TASK REQUIREMENTS: Print the whole listing, unchanged.

------------

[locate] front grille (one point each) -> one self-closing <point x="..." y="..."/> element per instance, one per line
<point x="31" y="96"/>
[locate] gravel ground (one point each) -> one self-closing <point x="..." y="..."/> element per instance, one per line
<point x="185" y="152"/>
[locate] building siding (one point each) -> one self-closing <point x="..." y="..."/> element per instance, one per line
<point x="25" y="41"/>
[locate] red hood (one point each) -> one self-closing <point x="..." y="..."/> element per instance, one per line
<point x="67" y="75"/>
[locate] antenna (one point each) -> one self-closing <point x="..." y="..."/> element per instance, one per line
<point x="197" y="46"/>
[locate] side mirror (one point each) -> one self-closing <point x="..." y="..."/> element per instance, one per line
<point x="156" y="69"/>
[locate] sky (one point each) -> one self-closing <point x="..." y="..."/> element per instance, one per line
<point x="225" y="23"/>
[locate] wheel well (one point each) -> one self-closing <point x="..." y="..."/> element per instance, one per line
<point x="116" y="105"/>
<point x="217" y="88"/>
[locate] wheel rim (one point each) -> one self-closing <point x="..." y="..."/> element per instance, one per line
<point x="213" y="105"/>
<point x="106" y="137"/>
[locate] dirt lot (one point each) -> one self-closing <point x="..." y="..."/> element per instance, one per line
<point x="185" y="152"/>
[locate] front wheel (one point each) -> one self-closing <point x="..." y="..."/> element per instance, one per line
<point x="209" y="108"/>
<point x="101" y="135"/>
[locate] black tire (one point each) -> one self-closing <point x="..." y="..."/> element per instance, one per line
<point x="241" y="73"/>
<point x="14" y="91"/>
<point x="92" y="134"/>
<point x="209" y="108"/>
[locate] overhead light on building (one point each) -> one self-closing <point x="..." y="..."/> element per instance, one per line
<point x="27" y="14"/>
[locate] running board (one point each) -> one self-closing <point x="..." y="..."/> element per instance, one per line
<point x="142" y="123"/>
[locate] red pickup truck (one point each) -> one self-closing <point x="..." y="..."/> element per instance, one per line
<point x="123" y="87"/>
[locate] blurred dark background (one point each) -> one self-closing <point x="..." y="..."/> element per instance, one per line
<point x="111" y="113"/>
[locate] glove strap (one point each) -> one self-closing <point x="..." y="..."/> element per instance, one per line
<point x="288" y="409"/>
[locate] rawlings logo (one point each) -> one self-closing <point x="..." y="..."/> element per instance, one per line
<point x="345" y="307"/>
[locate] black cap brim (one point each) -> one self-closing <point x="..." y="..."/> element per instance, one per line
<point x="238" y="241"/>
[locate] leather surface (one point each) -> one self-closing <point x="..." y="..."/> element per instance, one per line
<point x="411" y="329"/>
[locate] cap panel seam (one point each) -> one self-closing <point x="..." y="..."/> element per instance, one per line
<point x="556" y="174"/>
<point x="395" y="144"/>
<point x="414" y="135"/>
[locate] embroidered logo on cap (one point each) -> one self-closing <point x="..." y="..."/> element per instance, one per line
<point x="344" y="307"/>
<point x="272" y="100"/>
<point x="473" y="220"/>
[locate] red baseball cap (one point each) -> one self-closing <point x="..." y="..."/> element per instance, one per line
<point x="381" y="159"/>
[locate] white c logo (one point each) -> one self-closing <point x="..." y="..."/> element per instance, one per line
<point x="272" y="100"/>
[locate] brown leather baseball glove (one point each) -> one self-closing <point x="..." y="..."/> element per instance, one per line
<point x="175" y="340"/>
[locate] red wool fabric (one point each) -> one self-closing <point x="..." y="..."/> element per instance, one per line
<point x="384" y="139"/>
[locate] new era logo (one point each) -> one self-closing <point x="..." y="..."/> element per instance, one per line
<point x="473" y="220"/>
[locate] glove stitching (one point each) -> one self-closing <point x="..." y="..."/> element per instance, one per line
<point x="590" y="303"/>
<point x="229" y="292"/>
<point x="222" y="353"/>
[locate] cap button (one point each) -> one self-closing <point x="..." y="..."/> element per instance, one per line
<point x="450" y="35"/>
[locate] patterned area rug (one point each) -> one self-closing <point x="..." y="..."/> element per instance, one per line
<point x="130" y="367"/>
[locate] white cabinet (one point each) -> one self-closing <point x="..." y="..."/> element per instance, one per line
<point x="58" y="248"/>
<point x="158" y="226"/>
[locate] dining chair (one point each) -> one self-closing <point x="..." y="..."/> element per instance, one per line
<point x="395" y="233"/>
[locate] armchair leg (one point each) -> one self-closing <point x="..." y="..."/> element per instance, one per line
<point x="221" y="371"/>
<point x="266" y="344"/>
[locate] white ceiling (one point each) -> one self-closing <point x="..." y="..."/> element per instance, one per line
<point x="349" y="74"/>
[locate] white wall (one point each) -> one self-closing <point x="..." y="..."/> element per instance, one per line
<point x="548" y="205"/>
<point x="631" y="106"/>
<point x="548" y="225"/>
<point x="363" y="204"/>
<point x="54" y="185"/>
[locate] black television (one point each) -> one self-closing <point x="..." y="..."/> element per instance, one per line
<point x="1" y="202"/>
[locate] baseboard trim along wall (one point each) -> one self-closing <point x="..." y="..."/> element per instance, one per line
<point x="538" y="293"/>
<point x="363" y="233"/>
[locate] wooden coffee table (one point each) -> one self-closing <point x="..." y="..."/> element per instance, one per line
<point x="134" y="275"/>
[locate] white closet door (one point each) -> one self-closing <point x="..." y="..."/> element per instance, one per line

------------

COMPLETED TASK:
[locate] front grille (one point each) -> one self-closing <point x="..." y="..."/> element per instance, one per line
<point x="31" y="96"/>
[locate] gravel ground (one point each) -> one self-closing <point x="..." y="..."/> element per instance, one per line
<point x="185" y="152"/>
[locate] building siding (one point each) -> one self-closing <point x="..." y="..."/> element per instance, one per line
<point x="25" y="41"/>
[locate] red hood (one point each) -> one self-closing <point x="..." y="..."/> element per instance, one per line
<point x="67" y="75"/>
[locate] antenna (one point each) -> one self-closing <point x="..." y="..."/> element per instance, one per line
<point x="197" y="46"/>
[locate] side mirror (one point each) -> one self-closing <point x="..." y="..."/> element per instance, one per line
<point x="156" y="69"/>
[locate] sky (one point each) -> one self-closing <point x="..." y="..."/> element per instance, one per line
<point x="225" y="23"/>
[locate] wheel well (one point each) -> one self-closing <point x="..." y="..."/> element per instance, one per line
<point x="116" y="105"/>
<point x="217" y="88"/>
[locate] wheel rim (one point each) -> one self-closing <point x="..." y="..."/> element per instance, one per line
<point x="213" y="105"/>
<point x="106" y="137"/>
[locate] dirt lot (one point each) -> one self-closing <point x="..." y="..."/> element per instance, one per line
<point x="185" y="152"/>
[locate] front wheel (one point each) -> one self-closing <point x="..." y="..."/> element per instance, one per line
<point x="209" y="108"/>
<point x="101" y="135"/>
[locate] black tire (one point each) -> one self-closing <point x="..." y="..."/> element per instance, one per line
<point x="241" y="73"/>
<point x="14" y="91"/>
<point x="92" y="134"/>
<point x="209" y="108"/>
[locate] overhead light on building (one point each) -> one self-closing <point x="..." y="..."/> element per instance, one per line
<point x="27" y="14"/>
[locate] running board (one point each) -> one self-closing <point x="..." y="..."/> element per instance, one per line
<point x="142" y="123"/>
[locate] red pickup truck (one point each) -> one self-closing <point x="..." y="..."/> element per instance, one per line
<point x="123" y="87"/>
[locate] blurred dark background (one point each) -> one self-closing <point x="..." y="..."/> element per instance, one per line
<point x="111" y="113"/>
[locate] glove strap (one point each) -> one self-closing <point x="..." y="..."/> element per instance, one per line
<point x="288" y="409"/>
[locate] rawlings logo (one point each) -> one self-closing <point x="..." y="..."/> element per instance, one per line
<point x="345" y="307"/>
[locate] black cap brim (one point each) -> one self-closing <point x="..." y="..."/> element per instance, one per line
<point x="238" y="241"/>
[locate] leather surface (one point each) -> one self-closing <point x="..." y="..."/> element per instance, one per line
<point x="411" y="329"/>
[locate] cap panel seam (one point each) -> one self-closing <point x="..." y="..."/> element per instance, one per line
<point x="556" y="174"/>
<point x="395" y="144"/>
<point x="414" y="135"/>
[locate] embroidered logo on cap (one point each) -> one self-closing <point x="..." y="..."/> element per instance, one per line
<point x="344" y="307"/>
<point x="272" y="100"/>
<point x="473" y="220"/>
[locate] red baseball cap (one point each) -> one self-closing <point x="..." y="..."/> element per instance, one per line
<point x="381" y="159"/>
[locate] white c logo (one point each) -> one self-closing <point x="..." y="..."/> element per instance, one per line
<point x="272" y="100"/>
[locate] brown leather baseball glove (one point each) -> one self-closing <point x="..." y="..."/> element per instance, one per line
<point x="175" y="340"/>
[locate] red wool fabric (one point each) -> one self-closing <point x="..." y="..."/> element per instance, one per line
<point x="384" y="139"/>
[locate] new era logo (one point each) -> one self-closing <point x="..." y="..."/> element per instance, one per line
<point x="473" y="220"/>
[locate] glove stitching (one point each) -> one self-closing <point x="..." y="..."/> element per instance, one per line
<point x="590" y="303"/>
<point x="229" y="292"/>
<point x="222" y="353"/>
[locate] cap button (one point each) -> one self-closing <point x="..." y="..."/> element per instance, one per line
<point x="450" y="35"/>
[locate] patterned area rug (one point each) -> one self-closing <point x="..." y="..."/> element per instance, one per line
<point x="130" y="367"/>
[locate] white cabinet (one point each) -> one self-closing <point x="..." y="..."/> element per instance, one per line
<point x="58" y="248"/>
<point x="158" y="226"/>
[locate] dining chair (one point each) -> one self-closing <point x="..." y="..."/> element per instance, one per line
<point x="395" y="233"/>
[locate] armchair leg (one point each) -> one self-closing <point x="..." y="..."/> element per instance, one per line
<point x="221" y="371"/>
<point x="266" y="344"/>
[locate] white ceiling (one point each) -> one self-closing <point x="..." y="..."/> element per instance, one per line
<point x="349" y="74"/>
[locate] white wall (one point each) -> one self-closing <point x="..." y="..."/> element per instance, one per line
<point x="548" y="205"/>
<point x="631" y="106"/>
<point x="548" y="225"/>
<point x="363" y="204"/>
<point x="54" y="185"/>
[locate] black television (one point each) -> one self-closing <point x="..." y="..."/> element per instance, one per line
<point x="1" y="202"/>
[locate] baseboard trim along wall (one point each) -> one self-closing <point x="..." y="..."/> element per instance, one per line
<point x="538" y="293"/>
<point x="363" y="233"/>
[locate] wooden coffee table (one point each) -> one self-closing <point x="..." y="..."/> element per instance, one per line
<point x="134" y="275"/>
[locate] white closet door (one point each) -> one self-closing <point x="..." y="..."/> element per instance, one per line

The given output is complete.